*Your task*
Extract each line in the rows below that contains the string "target", and reproduce every such line in full.
--- Information shown ---
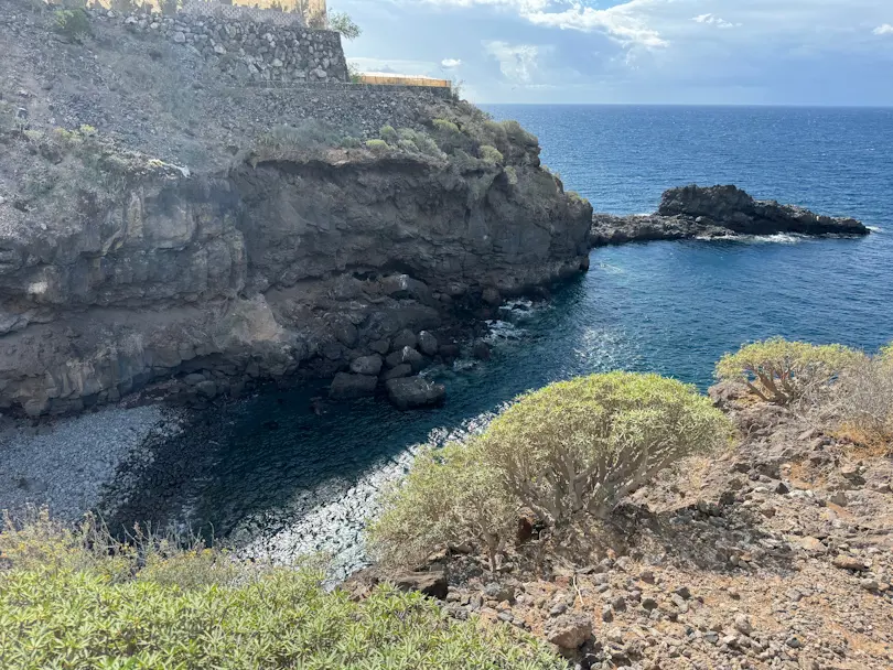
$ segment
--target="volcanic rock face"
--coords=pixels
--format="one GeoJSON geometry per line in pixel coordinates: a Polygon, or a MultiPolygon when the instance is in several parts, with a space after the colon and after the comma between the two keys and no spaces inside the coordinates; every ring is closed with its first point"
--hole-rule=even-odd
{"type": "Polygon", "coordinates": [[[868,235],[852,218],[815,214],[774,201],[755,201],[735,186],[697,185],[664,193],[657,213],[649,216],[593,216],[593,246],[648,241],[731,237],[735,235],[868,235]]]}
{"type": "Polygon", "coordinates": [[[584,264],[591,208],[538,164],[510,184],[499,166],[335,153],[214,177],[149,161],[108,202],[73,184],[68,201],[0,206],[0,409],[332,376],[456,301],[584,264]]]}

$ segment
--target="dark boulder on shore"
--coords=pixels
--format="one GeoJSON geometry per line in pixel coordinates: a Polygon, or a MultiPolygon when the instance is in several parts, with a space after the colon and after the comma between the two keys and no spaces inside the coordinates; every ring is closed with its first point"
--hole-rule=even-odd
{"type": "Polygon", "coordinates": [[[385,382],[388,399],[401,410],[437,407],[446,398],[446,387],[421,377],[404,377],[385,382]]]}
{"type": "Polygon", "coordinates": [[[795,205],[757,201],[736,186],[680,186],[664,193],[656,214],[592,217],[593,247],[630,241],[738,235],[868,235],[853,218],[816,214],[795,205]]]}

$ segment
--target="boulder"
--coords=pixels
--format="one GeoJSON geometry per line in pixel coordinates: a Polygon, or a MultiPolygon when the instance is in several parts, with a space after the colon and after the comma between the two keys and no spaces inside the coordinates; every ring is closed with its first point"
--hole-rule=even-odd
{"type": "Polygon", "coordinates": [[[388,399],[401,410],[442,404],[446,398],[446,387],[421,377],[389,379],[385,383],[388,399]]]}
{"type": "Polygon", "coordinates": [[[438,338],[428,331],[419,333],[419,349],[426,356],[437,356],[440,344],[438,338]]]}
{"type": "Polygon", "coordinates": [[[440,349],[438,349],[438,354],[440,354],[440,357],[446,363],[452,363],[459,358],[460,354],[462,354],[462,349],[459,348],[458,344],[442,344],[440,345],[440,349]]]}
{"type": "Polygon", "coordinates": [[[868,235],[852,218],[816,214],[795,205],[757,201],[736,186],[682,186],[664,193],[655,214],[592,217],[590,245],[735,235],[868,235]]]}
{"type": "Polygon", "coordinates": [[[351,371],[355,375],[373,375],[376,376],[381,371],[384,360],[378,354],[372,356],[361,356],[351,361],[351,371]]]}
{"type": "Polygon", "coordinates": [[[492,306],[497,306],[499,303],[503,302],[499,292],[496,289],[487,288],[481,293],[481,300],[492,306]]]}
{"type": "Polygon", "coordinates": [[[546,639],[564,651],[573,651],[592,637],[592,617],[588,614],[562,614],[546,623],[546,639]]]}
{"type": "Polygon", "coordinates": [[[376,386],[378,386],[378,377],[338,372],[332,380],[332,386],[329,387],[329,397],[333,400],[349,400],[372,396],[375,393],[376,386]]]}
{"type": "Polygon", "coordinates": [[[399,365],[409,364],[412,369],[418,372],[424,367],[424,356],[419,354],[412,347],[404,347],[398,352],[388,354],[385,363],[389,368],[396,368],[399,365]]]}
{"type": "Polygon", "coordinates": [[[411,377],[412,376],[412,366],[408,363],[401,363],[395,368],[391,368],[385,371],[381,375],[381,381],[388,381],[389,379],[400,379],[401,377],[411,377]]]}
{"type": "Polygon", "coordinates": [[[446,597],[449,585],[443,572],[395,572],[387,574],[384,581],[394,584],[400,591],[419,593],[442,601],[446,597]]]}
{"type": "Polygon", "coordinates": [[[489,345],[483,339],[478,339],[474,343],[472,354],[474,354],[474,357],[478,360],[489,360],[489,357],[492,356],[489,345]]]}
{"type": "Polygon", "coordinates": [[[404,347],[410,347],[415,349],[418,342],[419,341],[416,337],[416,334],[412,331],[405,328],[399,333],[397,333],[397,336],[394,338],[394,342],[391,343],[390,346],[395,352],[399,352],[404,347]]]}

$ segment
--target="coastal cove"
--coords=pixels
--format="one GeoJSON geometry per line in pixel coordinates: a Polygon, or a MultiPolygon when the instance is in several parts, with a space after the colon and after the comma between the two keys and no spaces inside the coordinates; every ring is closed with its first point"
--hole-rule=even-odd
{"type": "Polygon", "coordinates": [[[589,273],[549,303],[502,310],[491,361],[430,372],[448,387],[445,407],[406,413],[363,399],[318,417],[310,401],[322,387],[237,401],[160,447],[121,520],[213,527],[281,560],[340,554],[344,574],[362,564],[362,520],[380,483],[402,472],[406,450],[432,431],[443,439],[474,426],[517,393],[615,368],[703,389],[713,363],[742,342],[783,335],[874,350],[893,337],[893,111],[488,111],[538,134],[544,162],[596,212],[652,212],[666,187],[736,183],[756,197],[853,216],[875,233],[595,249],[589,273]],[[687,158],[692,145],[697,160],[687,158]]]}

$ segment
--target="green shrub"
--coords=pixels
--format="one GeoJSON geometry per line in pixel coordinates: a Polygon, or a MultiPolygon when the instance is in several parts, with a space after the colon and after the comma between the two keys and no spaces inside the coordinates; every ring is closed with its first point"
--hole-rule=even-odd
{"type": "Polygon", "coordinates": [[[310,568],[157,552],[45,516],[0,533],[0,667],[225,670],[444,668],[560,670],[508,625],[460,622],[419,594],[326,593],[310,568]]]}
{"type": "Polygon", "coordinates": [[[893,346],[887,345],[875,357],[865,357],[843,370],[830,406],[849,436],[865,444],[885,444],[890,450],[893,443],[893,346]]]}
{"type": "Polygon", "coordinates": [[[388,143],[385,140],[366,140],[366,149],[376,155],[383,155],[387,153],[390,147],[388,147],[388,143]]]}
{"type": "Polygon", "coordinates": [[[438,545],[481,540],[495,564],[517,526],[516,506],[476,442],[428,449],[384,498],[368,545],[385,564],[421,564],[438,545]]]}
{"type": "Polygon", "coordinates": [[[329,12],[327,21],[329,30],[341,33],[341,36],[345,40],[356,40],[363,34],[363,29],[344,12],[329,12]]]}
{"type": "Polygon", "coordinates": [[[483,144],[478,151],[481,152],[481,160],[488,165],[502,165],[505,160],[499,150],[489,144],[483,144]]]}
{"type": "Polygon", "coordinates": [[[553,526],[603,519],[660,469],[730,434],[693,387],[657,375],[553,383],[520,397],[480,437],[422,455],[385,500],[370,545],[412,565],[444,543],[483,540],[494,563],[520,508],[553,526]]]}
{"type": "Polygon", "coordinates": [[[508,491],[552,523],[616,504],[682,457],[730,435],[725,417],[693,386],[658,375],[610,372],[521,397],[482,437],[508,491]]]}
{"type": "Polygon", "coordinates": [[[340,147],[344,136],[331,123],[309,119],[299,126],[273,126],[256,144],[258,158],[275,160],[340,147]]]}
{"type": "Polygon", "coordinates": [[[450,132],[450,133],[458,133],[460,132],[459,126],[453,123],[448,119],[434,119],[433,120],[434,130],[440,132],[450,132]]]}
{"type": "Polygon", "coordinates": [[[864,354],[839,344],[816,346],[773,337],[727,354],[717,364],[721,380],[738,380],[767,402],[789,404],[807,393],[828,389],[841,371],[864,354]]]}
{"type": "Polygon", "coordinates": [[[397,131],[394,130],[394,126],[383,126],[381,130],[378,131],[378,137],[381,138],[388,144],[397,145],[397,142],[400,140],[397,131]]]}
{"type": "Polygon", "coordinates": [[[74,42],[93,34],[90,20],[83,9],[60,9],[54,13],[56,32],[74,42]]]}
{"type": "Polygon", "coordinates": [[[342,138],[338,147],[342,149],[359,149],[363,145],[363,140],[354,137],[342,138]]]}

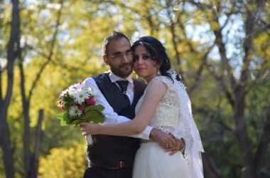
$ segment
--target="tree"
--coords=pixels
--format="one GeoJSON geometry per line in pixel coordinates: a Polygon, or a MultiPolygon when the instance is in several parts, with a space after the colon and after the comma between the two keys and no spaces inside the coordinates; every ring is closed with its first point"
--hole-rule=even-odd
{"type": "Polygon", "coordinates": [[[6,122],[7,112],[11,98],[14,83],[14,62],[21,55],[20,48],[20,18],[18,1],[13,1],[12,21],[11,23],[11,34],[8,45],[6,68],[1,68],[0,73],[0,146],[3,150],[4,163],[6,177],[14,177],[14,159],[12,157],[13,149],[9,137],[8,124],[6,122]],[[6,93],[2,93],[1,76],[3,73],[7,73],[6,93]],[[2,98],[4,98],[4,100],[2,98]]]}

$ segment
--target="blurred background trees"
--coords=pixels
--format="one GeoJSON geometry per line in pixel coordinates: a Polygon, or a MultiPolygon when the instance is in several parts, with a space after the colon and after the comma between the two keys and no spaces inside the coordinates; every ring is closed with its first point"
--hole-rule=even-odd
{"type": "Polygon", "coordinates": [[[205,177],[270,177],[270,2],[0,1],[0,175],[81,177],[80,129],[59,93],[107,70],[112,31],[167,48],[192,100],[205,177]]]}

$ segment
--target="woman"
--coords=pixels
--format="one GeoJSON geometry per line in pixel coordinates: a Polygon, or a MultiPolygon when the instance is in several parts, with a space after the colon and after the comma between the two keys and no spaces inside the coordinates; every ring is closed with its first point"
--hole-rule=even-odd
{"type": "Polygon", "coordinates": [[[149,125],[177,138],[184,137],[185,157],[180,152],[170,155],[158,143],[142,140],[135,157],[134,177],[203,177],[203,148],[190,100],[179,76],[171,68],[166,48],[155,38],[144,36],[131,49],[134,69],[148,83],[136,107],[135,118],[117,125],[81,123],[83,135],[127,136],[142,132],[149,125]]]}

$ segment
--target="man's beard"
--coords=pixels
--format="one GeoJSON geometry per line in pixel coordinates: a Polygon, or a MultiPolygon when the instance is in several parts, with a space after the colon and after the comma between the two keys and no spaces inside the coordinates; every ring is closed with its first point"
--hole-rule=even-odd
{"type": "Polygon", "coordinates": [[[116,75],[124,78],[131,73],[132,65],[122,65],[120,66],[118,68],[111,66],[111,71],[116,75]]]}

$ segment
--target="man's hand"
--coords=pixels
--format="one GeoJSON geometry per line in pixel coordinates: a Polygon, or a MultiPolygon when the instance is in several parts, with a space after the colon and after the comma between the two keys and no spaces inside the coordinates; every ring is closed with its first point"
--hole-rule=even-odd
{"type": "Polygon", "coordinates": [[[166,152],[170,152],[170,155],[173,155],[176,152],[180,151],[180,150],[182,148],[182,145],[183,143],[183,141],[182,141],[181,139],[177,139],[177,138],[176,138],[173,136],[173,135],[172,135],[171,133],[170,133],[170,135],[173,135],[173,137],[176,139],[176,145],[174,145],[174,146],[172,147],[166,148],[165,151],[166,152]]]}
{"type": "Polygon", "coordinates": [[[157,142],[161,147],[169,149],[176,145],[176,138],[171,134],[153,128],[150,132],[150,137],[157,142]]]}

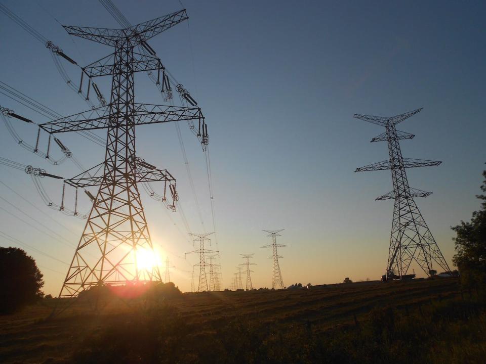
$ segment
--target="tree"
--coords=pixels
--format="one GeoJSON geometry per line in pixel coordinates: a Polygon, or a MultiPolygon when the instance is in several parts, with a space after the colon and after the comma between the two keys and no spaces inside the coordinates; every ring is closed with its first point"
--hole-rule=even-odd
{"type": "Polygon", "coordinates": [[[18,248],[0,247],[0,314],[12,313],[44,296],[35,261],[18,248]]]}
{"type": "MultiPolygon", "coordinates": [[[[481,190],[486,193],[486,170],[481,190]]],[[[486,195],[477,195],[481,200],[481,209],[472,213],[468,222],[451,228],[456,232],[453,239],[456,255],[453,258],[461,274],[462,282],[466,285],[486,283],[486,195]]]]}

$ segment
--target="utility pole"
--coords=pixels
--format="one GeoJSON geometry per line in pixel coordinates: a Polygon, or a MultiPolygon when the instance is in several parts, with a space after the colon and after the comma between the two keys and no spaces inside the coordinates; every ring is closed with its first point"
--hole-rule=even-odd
---
*Task answer*
--target="volcanic rock face"
--target="dark boulder on shore"
--target="boulder"
--target="coastal cove"
--target="green shrub"
--target="tree"
--target="blurred background trees"
--target="woman"
--target="man's beard"
--target="man's hand"
--target="tree"
--target="utility pole"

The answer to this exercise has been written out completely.